— PAGE EXTRACT —

5 Reasons why you are not losing that weight even after working out

Young woman exercising inside home

5 Reasons why you are not losing that weight even after working out

If you’ve just had a baby and you are trying to bounce back to your normal shape or you’ve been out of shape lately and you need to get back, the most common thing to do is either to enrol in a gym or start working out on your own.

If you have been at it and haven’t started to reap the benefits yet, there’s a good chance that one or more of these silent setbacks has found its way into your fitness regimen.

By being aware of bad habits and the effect they have, you can work to eliminate them from your regimen and hopefully watch your progress start to soar again. Here are some of the most common culprits to look out for.

Not warming up

Not warming up can decrease the effectiveness of your workout and increases your chance of injury. Your muscles won’t be elastic enough, which could lead to tears, meaning long term setbacks and recovery.

Not eating enough

The amount of energy you put into your body will dictate the training response.
For example, if you want to build muscle, you need to take in more fuel. Also, to lose weight, you need the right kind of fuel. Without energy to burn, the body turns to the most readily available source, muscle protein.

Also Read: Does more sweating translate to an intense workout?

Training for too long

A common physiological response to training is the release of certain hormones into the bloodstream, such as testosterone and dopamine.

— PROVIDED MATERIAL —
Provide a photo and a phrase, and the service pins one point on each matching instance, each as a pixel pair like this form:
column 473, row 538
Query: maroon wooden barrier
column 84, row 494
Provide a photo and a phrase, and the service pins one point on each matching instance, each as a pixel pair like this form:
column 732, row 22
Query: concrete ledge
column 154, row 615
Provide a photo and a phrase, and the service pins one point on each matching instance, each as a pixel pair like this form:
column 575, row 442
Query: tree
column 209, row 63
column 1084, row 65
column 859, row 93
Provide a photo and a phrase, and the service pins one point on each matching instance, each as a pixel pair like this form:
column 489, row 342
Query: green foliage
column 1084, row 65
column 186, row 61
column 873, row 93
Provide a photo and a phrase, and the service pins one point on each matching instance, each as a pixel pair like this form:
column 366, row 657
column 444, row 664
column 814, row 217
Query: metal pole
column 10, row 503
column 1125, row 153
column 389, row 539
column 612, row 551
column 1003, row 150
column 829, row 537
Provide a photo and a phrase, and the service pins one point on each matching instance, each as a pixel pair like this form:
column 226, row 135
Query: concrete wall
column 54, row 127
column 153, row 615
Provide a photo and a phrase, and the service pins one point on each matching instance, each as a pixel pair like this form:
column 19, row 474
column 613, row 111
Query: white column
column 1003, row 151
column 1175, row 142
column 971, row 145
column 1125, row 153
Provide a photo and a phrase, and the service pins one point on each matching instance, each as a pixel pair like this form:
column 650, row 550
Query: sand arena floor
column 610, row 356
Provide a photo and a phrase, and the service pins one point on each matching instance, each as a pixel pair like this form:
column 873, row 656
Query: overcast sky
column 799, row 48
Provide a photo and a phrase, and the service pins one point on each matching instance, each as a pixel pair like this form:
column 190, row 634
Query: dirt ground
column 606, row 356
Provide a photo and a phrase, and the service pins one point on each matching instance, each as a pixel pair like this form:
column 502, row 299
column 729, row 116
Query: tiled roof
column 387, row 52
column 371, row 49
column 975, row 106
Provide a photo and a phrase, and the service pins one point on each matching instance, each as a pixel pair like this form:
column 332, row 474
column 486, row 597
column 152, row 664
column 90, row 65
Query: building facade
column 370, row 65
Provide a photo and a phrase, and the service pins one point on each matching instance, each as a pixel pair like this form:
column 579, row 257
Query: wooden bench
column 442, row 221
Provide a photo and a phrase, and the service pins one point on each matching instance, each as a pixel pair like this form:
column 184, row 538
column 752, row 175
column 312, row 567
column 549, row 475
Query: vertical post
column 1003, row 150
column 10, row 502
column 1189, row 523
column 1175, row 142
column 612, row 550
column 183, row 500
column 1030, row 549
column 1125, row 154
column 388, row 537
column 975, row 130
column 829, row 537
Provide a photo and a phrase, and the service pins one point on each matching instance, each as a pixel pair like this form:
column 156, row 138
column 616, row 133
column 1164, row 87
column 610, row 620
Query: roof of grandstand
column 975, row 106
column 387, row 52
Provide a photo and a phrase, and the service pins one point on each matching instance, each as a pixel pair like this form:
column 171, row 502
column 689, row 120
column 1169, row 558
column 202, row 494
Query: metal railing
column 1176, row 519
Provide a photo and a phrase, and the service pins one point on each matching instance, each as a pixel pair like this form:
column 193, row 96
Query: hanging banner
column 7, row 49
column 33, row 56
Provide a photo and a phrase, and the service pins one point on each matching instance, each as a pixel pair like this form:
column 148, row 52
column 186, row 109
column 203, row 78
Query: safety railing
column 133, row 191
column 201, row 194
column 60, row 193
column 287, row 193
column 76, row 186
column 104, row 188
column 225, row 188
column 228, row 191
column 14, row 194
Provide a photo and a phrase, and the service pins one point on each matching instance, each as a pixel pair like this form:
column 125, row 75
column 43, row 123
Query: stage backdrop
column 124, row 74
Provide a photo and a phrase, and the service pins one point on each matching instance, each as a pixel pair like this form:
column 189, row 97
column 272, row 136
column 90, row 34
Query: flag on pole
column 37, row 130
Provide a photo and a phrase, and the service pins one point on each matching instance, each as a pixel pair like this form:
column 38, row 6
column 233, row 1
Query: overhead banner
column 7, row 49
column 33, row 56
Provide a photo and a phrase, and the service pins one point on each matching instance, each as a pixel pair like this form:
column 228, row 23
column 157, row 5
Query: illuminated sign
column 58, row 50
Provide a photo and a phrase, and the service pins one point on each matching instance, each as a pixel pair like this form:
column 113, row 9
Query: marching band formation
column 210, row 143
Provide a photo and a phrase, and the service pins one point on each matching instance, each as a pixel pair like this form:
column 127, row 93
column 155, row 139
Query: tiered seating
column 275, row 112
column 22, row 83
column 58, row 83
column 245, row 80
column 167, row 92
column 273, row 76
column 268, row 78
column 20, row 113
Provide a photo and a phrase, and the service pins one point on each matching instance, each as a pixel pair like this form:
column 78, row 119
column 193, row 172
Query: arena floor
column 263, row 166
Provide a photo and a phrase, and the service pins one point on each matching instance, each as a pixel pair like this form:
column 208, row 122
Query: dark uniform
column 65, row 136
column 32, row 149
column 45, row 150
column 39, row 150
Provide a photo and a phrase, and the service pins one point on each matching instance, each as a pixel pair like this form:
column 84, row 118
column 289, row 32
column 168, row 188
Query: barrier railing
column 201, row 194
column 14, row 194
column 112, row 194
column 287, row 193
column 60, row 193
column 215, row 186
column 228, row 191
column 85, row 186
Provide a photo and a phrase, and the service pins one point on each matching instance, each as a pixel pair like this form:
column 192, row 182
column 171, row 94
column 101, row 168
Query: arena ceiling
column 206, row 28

— ACTION ITEM —
Pick up the article on why working out isn't leading to weight loss after its last sentence, and continue writing it. The listing is separate material and does not belong to the article.

— RESPONSE AREA —
Going past 45 to 55 minutes per workout can put the body into a negative hormonal state.
This is more so true for those who stay in the gym for hours, taking one class after another, and then weight lifting or running on the treadmill to try to burn as many calories as possible. This could mean serious overtraining, adrenal fatigue and performance decrements in the long term.

Training too frequently

Adaptations happen during the recovery period. No matter how quickly you want to put on muscle or lose the weight you gained from having a baby, constant workouts won’t do it. You need to let the body recover and return to homeostasis, so it can efficiently build the muscle you want or burn the fat you don’t.

Not sleeping enough

We know there are never enough hours in the day to get through everything, but it’s important to shut down at a normal hour. Sleep is essential.

Certain hormones, the most important of which are growth hormone and IGF-1, which help us build muscle and burn fat, are active when we sleep and not active when we are awake.